**Work required:**
Carry on the editorial about the Long Island Sound lobster season closure from its last sentence, not the data that follows it.

**** Document section ****

Lobster Season Shut Down In The Sound

The Hartford Courant

For the first time, lobster season in Long Island Sound will be shut down for most of the fall. From Sunday through Nov. 28, it will be illegal to trap lobsters there.

The move is a sad one for Connecticut's already struggling fishing industry, but it's necessary.

According to the Atlantic States Marine Fisheries Commission, which approved the ban two years ago, the lobster population of the Sound has declined dramatically. In just 15 years, the catch here has dropped more than 90 percent.

The ban is an attempt to boost numbers by lowering the annual catch by 10 percent, although whether it will work is still up in the air. Lobstermen, who generally take a much smaller catch after Labor Day anyway, are divided on the question. Both recreational and commercial lobstering are involved.

Although several factors are said to contribute to the drop-off, the two mentioned most often by experts are rising water temperatures and pollution from herbicides and pesticides used on land. Some cite the Sound's higher temperatures for an increase in both lobster predators and shell disease, a bacteriological infection.

**** Dataset entries ****

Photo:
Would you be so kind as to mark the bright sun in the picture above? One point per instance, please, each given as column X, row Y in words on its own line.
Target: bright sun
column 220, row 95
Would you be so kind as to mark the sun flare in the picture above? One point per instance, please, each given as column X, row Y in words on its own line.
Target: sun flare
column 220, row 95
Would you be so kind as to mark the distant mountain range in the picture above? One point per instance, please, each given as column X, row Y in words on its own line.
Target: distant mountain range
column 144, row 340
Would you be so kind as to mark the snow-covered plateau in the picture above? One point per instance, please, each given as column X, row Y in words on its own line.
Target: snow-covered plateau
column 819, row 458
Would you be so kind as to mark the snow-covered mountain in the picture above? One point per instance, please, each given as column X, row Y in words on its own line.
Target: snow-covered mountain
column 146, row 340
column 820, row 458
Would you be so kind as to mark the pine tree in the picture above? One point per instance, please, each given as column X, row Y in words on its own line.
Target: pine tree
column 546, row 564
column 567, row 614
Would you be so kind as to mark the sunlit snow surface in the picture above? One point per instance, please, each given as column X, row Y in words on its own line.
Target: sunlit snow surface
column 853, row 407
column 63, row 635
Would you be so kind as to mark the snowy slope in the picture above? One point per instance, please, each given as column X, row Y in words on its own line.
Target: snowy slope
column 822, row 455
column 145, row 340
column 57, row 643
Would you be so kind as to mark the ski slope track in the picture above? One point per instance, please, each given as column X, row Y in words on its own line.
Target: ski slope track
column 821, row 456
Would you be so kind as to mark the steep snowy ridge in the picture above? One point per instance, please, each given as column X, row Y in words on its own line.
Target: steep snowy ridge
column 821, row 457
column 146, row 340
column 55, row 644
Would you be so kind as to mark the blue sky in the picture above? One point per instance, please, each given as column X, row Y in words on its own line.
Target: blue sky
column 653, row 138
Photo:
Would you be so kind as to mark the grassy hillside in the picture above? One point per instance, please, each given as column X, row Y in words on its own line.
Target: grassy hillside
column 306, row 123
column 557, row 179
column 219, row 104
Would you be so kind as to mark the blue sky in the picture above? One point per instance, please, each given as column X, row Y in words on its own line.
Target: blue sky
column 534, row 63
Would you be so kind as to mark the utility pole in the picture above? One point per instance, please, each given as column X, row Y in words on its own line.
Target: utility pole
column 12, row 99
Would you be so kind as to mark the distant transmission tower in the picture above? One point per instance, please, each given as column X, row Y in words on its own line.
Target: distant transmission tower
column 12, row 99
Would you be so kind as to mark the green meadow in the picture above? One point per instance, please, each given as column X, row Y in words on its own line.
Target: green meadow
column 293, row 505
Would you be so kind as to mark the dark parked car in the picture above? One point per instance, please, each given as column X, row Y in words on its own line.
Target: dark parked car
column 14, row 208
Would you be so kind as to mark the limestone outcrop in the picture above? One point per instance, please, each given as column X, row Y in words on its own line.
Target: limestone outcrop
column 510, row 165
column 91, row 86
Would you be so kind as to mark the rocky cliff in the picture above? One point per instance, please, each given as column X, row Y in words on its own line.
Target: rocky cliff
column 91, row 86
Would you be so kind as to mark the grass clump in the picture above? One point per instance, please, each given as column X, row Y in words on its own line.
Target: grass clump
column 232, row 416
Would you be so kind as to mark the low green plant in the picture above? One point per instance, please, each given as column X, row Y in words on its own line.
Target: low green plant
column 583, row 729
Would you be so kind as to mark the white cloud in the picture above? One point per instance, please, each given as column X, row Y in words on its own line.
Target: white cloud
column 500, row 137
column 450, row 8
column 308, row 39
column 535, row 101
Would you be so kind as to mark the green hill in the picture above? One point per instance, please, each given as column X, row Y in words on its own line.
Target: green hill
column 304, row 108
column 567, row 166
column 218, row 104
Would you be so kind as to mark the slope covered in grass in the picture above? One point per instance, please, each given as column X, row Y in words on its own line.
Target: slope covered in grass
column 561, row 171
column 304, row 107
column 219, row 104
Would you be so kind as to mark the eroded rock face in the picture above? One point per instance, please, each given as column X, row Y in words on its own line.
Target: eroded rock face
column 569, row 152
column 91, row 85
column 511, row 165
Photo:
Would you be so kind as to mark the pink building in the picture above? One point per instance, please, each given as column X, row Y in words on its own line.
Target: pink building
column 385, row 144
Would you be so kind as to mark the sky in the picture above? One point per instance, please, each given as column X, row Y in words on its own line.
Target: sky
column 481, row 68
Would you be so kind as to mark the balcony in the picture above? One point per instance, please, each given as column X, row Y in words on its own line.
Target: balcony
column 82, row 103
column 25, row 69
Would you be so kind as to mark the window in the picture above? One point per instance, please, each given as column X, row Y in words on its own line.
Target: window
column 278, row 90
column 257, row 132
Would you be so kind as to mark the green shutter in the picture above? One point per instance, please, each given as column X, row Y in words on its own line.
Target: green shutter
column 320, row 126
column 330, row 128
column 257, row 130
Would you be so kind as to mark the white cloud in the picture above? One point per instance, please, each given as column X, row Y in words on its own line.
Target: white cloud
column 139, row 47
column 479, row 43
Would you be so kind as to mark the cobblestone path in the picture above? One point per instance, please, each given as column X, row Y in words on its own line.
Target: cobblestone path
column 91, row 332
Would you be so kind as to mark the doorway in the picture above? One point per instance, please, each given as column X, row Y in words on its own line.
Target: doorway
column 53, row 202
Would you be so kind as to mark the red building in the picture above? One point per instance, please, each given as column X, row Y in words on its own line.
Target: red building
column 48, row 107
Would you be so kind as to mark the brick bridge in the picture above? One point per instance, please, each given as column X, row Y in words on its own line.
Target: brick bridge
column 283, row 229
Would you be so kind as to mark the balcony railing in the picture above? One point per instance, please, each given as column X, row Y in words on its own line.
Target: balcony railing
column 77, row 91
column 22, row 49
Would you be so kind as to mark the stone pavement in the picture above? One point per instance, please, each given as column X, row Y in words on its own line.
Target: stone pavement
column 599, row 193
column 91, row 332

****

**Answer for the task:**
In addition, warmer temperatures here have led lobsters to migrate north, according to a Rutgers University ecologist.

Paradoxically, the unusual warmth of the ocean is said to have led to a population explosion among Maine lobsters last year, with dire effects for the industry there. According to Bloomberg.com, Maine's famed lobster industry is on "the brink of collapse" because oversupply has pushed the per-pound price so low. Competition from Canada is also a factor.

A longer-term solution is the refrain those concerned with the environment have been singing for years: Stop pollution, reduce pesticides, shrink humans' carbon footprint, and be more responsible stewards of both the land and the water.